Dataset records
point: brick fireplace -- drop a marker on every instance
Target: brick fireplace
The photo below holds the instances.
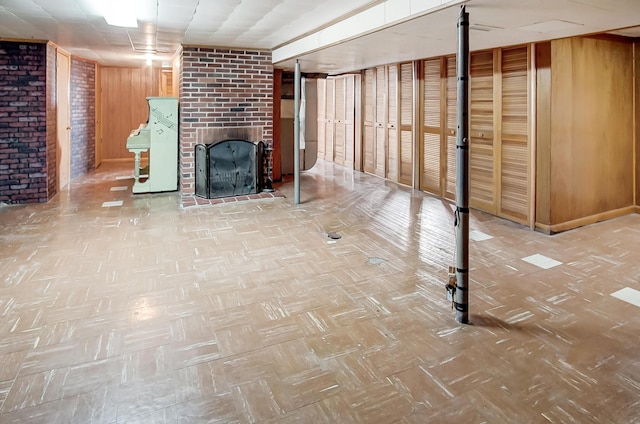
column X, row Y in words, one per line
column 222, row 91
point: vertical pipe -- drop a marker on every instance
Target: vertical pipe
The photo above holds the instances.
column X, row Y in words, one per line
column 462, row 172
column 296, row 136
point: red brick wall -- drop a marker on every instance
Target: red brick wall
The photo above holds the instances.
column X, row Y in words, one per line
column 52, row 122
column 83, row 116
column 221, row 88
column 23, row 123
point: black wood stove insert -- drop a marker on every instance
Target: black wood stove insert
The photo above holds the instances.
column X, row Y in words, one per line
column 229, row 168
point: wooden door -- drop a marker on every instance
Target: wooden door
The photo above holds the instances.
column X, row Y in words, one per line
column 322, row 105
column 349, row 121
column 124, row 106
column 405, row 145
column 369, row 98
column 432, row 132
column 380, row 138
column 330, row 113
column 451, row 81
column 392, row 123
column 514, row 149
column 339, row 138
column 63, row 150
column 481, row 170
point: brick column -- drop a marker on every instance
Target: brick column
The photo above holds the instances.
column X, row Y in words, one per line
column 221, row 88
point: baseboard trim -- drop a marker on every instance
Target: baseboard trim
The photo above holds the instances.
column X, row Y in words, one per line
column 587, row 220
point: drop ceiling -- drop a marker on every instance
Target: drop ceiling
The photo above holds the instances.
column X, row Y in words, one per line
column 331, row 36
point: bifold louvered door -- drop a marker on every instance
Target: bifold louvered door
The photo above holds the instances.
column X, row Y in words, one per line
column 322, row 105
column 514, row 158
column 339, row 121
column 405, row 147
column 336, row 119
column 500, row 170
column 349, row 120
column 380, row 152
column 369, row 105
column 482, row 171
column 430, row 149
column 452, row 124
column 392, row 122
column 330, row 112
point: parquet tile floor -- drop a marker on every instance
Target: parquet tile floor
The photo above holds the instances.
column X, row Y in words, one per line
column 246, row 312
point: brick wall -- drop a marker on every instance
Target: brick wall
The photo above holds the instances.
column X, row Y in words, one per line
column 83, row 116
column 52, row 122
column 23, row 123
column 221, row 88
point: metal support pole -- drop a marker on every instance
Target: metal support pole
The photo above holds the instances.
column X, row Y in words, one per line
column 461, row 300
column 296, row 136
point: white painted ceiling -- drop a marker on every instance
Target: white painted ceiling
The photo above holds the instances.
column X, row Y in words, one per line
column 293, row 29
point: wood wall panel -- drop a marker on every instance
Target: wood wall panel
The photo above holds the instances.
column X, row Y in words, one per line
column 451, row 128
column 543, row 131
column 124, row 106
column 636, row 53
column 481, row 169
column 368, row 104
column 592, row 170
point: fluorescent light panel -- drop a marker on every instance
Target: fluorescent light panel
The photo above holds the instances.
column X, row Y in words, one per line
column 120, row 13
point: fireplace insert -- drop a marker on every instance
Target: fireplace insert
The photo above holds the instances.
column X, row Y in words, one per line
column 229, row 168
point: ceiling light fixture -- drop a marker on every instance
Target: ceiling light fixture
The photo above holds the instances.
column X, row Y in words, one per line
column 120, row 13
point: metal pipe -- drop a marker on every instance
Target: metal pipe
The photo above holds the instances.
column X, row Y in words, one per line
column 461, row 300
column 296, row 136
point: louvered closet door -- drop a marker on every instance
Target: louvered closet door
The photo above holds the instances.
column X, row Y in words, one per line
column 452, row 124
column 514, row 161
column 431, row 126
column 339, row 121
column 368, row 143
column 330, row 119
column 350, row 108
column 322, row 104
column 481, row 169
column 380, row 123
column 405, row 154
column 392, row 123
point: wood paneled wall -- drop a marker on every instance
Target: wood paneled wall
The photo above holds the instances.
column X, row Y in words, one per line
column 124, row 106
column 500, row 163
column 636, row 54
column 588, row 103
column 337, row 119
column 388, row 114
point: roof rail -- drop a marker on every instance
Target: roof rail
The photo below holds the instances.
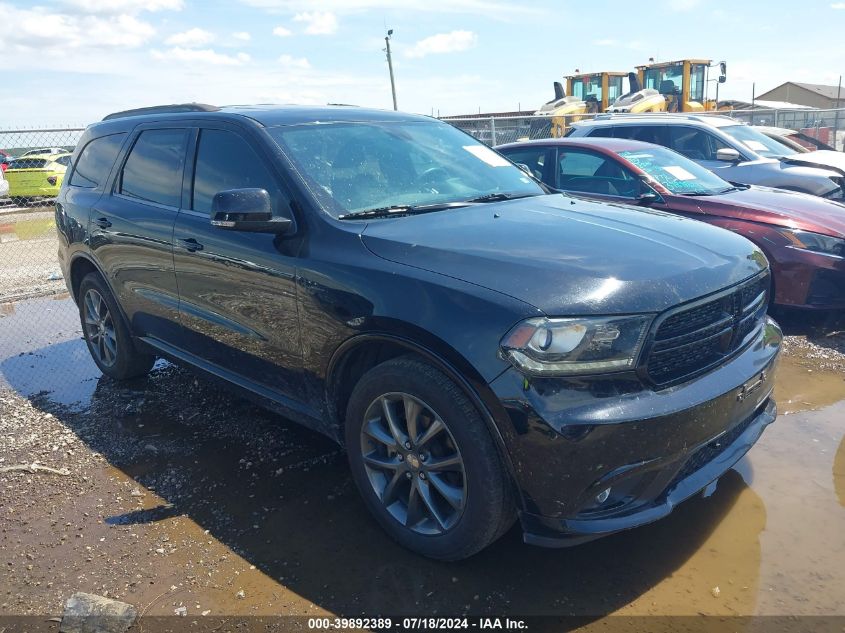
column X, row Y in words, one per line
column 174, row 108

Task to carry out
Please repeat every line from the listing above exactly as it appears. Drop the pictures.

Result of the exercise
point: brick fireplace -- drop a marker on every instance
Target: brick fireplace
The photo below holds the instances.
column X, row Y in words, one per line
column 222, row 91
point: vertical pipe -- drop a marker on every instance
Target: vertical pipe
The photo above holds the instances.
column X, row Y in words, one per line
column 462, row 172
column 296, row 136
point: red brick wall -- drop a marker on every instance
Target: red brick wall
The photo above holds the instances.
column X, row Y in words, one per line
column 52, row 122
column 83, row 116
column 221, row 88
column 23, row 123
point: black wood stove insert -- drop a marker on every instance
Target: black wood stove insert
The photo above holds the instances.
column X, row Y in words, one per line
column 229, row 168
point: wooden door -- drop a marker on every instance
Target: wooden door
The photo above holds the instances.
column X, row Y in words, one per line
column 322, row 105
column 349, row 121
column 124, row 106
column 405, row 145
column 369, row 98
column 432, row 132
column 380, row 138
column 330, row 113
column 451, row 81
column 392, row 123
column 514, row 149
column 339, row 138
column 63, row 150
column 481, row 170
point: brick column -- drop a marker on every instance
Target: brick column
The photo above holds the instances.
column X, row Y in words, one per line
column 221, row 88
point: baseboard trim -- drop a marker on every instance
Target: baseboard trim
The photo above holds the instances.
column X, row Y in words, one per line
column 587, row 220
point: drop ceiling -- drop a marker on every instance
Target: drop ceiling
The photo above holds the instances.
column X, row Y in words, one per line
column 331, row 36
point: bifold louvered door -- drop a marker on every instance
Target: bifold louvered door
The photo above holds the instances.
column X, row Y in words, one per line
column 322, row 105
column 514, row 158
column 339, row 121
column 405, row 147
column 336, row 119
column 500, row 170
column 349, row 120
column 380, row 152
column 369, row 105
column 482, row 171
column 430, row 149
column 452, row 124
column 392, row 122
column 330, row 112
point: parquet tile floor -- drop a marker on every instance
Target: parquet tile floor
The photo above holds the instances.
column X, row Y in words, one per line
column 246, row 312
point: brick wall -- drop a marker on every instance
Target: brick wall
The photo above holds the instances.
column X, row Y in words, one per line
column 83, row 116
column 52, row 122
column 23, row 123
column 221, row 88
point: metal support pole -- drop a marker on every instance
Target: metal support pole
The photo above holds the instances.
column X, row Y in words, one per line
column 461, row 300
column 296, row 136
point: white painted ceiling -- drop a marker on every instance
Target: white painted ceiling
The photo above holds the instances.
column X, row Y in words, one per line
column 293, row 29
point: wood wall panel -- drop a marker on every instance
Target: wood wall panel
The photo above holds the instances.
column X, row Y in words, one per line
column 451, row 128
column 543, row 131
column 124, row 106
column 636, row 53
column 481, row 169
column 368, row 104
column 592, row 170
point: fluorescent light panel -- drop a marker on every instance
Target: fluorescent light panel
The photo above holds the instances.
column X, row Y in words, one per line
column 120, row 13
point: fireplace insert -- drop a marker on every instance
Target: fireplace insert
The photo above holds the instances.
column X, row Y in words, one per line
column 229, row 168
point: ceiling light fixture -- drop a marker on every instance
Target: ceiling light fixture
The photo above holds the instances.
column X, row Y in words, one per line
column 120, row 13
point: metal pipe -- drop a marker on every instance
Target: metal pipe
The photo above holds the instances.
column X, row Y in words, one per line
column 461, row 300
column 296, row 136
point: louvered closet door -- drop a marker on every instance
Target: louvered closet door
The photo above holds the instances.
column X, row Y in words, one per line
column 452, row 124
column 514, row 161
column 431, row 126
column 339, row 121
column 368, row 143
column 330, row 119
column 350, row 108
column 322, row 104
column 481, row 169
column 380, row 123
column 405, row 154
column 392, row 123
point: wood paneled wall -- drop a marker on every instance
Target: wood paneled wall
The photo above holds the instances.
column X, row Y in words, one per line
column 124, row 106
column 500, row 163
column 636, row 54
column 588, row 103
column 337, row 119
column 388, row 114
point: roof rail -- drop a marker on every instance
Target: roof rail
The photo below holds the instances.
column X, row Y in words, one per line
column 174, row 108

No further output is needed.